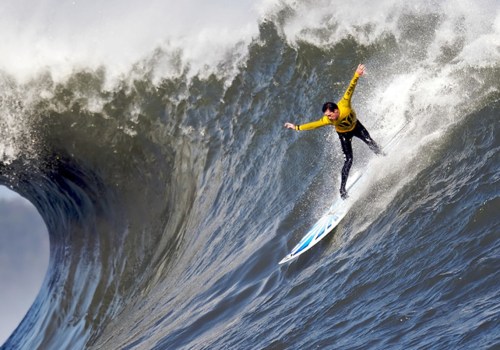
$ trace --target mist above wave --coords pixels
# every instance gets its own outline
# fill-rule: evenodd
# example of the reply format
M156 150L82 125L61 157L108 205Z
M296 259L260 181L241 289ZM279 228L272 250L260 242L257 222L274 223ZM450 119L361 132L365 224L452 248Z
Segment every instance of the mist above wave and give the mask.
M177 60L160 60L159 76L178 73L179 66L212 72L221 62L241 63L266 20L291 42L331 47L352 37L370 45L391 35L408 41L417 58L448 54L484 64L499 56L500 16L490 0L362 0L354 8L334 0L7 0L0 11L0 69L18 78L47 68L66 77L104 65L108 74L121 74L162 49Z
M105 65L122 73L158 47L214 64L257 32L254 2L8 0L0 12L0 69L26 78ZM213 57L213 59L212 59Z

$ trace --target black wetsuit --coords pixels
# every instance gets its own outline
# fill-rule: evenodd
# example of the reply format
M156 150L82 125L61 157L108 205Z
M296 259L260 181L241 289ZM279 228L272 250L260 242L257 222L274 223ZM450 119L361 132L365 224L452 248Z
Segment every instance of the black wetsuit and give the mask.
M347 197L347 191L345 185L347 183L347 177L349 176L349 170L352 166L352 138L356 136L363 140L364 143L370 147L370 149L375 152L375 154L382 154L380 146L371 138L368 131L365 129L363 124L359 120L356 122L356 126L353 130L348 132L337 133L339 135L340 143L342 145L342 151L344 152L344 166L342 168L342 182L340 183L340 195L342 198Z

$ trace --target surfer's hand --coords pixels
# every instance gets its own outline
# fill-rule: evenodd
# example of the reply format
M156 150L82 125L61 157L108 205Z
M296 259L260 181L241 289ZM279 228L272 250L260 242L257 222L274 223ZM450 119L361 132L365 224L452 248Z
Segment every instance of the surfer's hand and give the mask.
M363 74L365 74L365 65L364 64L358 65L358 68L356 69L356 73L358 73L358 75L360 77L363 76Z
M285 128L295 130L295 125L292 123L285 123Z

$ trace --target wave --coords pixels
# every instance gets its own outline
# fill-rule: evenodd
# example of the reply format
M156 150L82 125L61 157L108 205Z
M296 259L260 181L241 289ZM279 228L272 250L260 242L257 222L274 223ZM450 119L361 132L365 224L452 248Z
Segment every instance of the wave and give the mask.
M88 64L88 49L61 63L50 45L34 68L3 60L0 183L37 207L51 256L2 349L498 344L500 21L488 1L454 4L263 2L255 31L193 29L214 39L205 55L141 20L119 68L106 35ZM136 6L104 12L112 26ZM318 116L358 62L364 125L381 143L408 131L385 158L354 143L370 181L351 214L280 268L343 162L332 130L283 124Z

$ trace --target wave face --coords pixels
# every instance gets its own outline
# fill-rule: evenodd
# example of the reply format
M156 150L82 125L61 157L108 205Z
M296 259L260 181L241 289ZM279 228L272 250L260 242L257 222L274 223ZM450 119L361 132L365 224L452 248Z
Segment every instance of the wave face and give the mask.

========================================

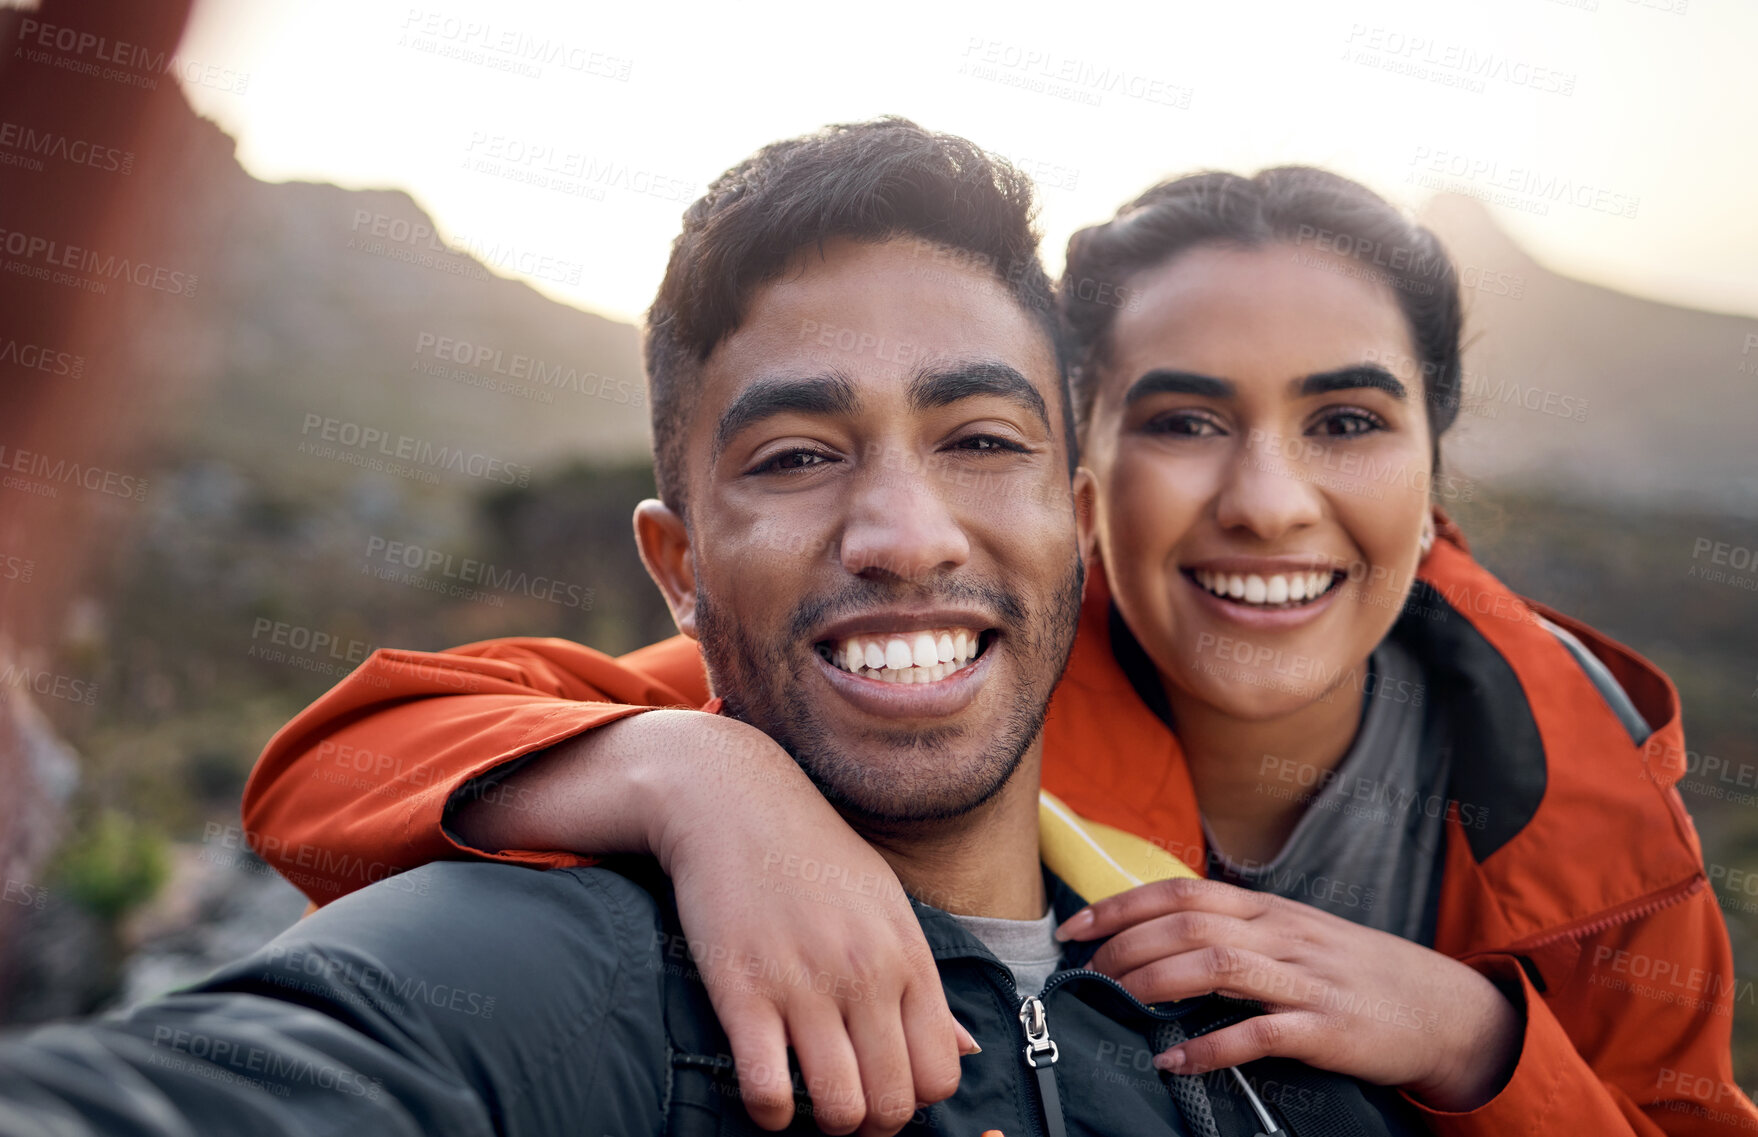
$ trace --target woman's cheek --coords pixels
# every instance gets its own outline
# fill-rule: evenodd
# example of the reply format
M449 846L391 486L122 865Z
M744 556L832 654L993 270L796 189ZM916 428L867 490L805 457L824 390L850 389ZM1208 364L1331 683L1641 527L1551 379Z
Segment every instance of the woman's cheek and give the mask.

========================================

**Exercise description:** Determine how many lines of the entries contain the string "cheek", and reply with nothing but the number.

**Your solution:** 2